■ **Directions for this task**
Every line of the data that includes "positive" should be copied out.

■ **Raw data**
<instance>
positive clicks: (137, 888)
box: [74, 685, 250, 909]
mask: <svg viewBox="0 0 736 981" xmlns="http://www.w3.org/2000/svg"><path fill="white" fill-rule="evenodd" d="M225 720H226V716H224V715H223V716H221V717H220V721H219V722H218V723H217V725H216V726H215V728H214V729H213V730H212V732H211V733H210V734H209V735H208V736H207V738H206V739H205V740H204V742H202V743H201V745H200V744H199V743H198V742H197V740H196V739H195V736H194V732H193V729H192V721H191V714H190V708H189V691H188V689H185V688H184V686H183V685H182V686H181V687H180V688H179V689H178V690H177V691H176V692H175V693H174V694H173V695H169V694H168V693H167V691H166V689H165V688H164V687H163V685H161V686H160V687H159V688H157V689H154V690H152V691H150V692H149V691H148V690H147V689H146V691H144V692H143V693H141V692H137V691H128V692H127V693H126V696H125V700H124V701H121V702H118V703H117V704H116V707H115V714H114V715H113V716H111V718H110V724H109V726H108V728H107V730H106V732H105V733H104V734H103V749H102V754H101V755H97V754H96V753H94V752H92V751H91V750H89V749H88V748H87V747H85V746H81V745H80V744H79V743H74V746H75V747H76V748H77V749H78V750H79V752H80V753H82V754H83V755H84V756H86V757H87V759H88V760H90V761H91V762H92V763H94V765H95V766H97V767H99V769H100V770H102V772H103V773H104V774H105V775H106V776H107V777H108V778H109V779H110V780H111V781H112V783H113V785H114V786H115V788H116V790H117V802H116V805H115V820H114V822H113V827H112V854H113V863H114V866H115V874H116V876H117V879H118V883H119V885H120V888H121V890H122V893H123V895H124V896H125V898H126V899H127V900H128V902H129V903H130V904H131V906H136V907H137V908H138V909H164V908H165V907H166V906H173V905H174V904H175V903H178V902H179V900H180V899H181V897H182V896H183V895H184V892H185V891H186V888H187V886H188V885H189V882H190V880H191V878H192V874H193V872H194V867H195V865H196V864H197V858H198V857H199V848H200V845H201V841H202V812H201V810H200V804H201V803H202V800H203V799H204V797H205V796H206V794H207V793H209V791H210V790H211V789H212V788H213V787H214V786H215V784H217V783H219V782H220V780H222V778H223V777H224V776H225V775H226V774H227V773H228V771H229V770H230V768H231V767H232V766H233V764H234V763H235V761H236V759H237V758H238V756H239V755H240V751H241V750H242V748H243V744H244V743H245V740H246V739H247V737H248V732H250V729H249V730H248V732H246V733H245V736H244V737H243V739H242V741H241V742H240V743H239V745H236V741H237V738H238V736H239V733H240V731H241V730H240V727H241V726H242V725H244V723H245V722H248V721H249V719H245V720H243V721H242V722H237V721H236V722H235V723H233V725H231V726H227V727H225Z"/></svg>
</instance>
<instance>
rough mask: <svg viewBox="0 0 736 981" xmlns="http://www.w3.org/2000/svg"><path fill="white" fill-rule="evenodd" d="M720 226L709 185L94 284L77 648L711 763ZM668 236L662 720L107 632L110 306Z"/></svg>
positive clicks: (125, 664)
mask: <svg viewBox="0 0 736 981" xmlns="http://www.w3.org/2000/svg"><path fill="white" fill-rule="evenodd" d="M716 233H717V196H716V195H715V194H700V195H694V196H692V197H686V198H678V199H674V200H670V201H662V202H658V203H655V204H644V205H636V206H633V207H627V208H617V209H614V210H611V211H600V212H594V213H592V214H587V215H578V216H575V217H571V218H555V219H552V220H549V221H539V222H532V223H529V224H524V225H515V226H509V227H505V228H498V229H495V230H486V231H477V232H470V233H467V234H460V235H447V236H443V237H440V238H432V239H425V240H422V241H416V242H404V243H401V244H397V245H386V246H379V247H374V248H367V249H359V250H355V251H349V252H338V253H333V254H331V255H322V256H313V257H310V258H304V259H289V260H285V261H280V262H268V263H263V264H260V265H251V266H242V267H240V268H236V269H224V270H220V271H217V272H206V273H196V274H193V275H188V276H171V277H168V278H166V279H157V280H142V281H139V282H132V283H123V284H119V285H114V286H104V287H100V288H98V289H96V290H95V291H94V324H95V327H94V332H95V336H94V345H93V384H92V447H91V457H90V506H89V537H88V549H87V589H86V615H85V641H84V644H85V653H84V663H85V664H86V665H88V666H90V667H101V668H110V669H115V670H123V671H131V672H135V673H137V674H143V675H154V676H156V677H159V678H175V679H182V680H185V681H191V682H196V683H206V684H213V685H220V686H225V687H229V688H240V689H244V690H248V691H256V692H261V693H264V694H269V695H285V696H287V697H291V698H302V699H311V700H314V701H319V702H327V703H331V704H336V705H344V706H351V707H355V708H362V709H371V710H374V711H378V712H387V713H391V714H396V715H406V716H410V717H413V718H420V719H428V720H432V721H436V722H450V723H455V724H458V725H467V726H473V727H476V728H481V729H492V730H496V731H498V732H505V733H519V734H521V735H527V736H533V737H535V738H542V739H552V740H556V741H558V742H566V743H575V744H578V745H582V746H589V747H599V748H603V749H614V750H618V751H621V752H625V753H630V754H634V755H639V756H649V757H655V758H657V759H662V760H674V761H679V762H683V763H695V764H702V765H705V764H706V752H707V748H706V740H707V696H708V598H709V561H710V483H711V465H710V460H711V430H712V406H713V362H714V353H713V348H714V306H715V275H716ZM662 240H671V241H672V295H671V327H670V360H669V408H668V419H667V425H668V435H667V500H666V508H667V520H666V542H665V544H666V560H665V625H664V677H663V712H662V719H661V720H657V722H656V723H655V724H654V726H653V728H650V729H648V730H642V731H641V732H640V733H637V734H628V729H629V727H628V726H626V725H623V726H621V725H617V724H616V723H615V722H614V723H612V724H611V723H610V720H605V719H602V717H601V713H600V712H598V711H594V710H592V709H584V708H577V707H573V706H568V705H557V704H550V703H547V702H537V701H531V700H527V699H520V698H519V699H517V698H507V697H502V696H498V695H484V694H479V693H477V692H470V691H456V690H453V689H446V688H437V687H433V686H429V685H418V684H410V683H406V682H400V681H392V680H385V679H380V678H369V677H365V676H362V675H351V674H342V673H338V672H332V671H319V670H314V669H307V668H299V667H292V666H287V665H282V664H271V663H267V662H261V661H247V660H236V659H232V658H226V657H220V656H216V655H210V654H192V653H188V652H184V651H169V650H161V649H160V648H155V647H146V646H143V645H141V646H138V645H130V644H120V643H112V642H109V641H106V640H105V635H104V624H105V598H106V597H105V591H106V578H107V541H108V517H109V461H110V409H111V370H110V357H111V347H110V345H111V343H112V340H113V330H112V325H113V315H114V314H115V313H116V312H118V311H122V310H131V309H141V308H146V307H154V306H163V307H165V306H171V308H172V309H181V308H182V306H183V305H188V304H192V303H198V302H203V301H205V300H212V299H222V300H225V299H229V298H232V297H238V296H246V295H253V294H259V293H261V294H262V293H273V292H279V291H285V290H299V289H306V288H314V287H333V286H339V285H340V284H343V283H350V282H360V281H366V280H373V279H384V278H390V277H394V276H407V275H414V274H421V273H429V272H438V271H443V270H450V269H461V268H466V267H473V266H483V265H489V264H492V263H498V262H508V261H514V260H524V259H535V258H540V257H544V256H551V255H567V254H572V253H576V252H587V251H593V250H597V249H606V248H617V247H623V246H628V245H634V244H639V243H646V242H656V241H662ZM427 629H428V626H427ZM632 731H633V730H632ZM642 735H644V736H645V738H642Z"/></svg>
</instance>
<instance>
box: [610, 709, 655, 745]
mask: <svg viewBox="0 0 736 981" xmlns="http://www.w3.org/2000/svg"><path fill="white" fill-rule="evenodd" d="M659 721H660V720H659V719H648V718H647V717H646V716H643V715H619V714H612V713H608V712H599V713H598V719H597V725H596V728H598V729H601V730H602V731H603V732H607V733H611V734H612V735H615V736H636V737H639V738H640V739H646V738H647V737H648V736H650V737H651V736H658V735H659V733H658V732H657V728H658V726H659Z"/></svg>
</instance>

■ **Expected answer**
positive clicks: (137, 888)
positive clicks: (125, 664)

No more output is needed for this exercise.